• Data shown:
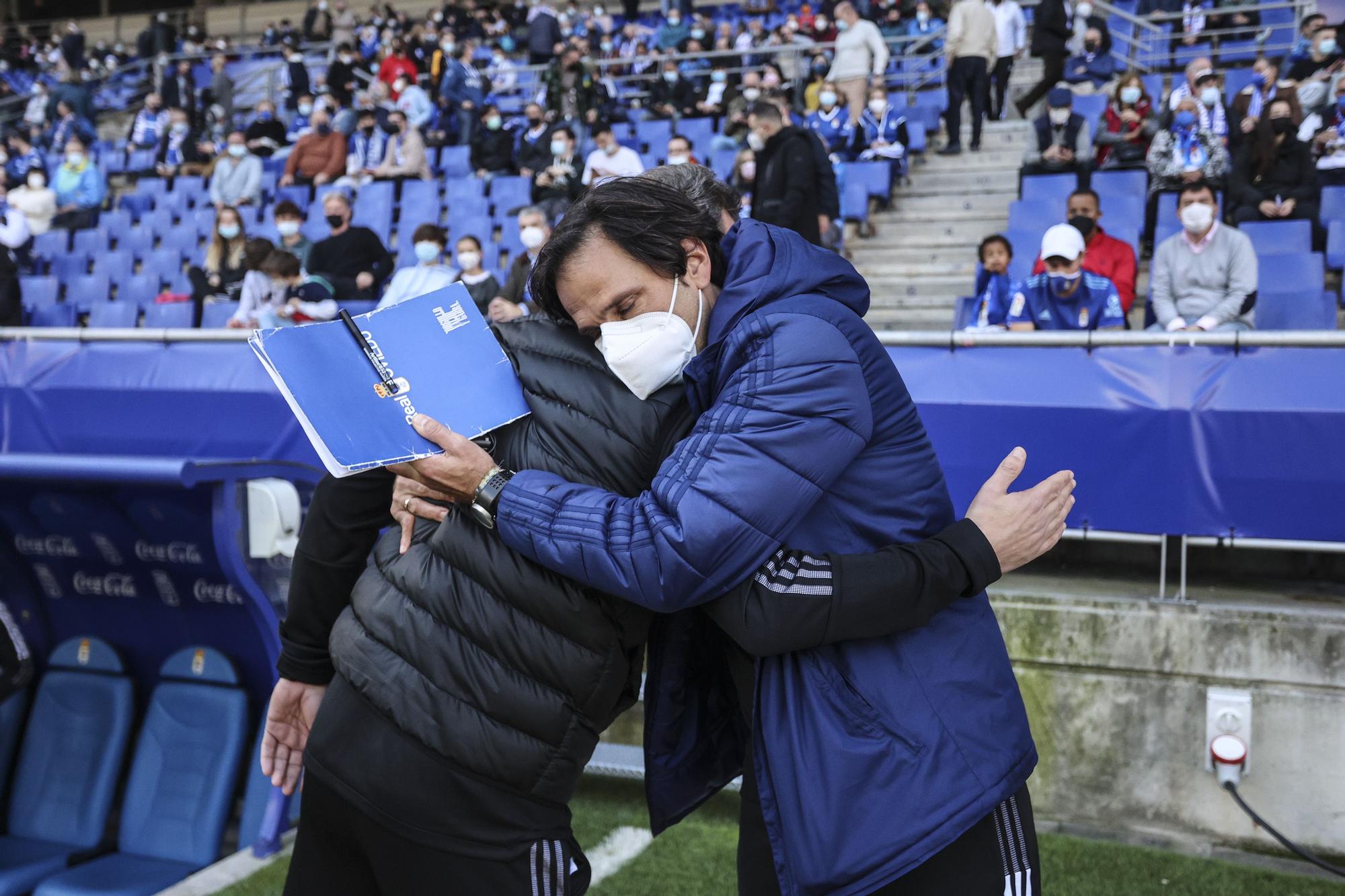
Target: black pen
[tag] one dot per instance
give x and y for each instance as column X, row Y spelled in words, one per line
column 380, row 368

--

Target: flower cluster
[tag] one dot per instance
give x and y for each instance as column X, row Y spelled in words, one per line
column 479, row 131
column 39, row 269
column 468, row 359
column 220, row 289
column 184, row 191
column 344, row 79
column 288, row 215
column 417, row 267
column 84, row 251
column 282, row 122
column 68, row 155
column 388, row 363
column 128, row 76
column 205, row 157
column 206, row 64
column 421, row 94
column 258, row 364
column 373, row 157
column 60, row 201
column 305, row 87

• Task brief:
Begin at the line that has "Target: black pen" and stop after the line that has "column 380, row 368". Rewrite only those lines, changing "dot" to "point" and keeping everything else the same.

• Exercise solution:
Target: black pen
[tag] one point per instance
give x and y for each instance as column X, row Y spelled in words, one per line
column 380, row 368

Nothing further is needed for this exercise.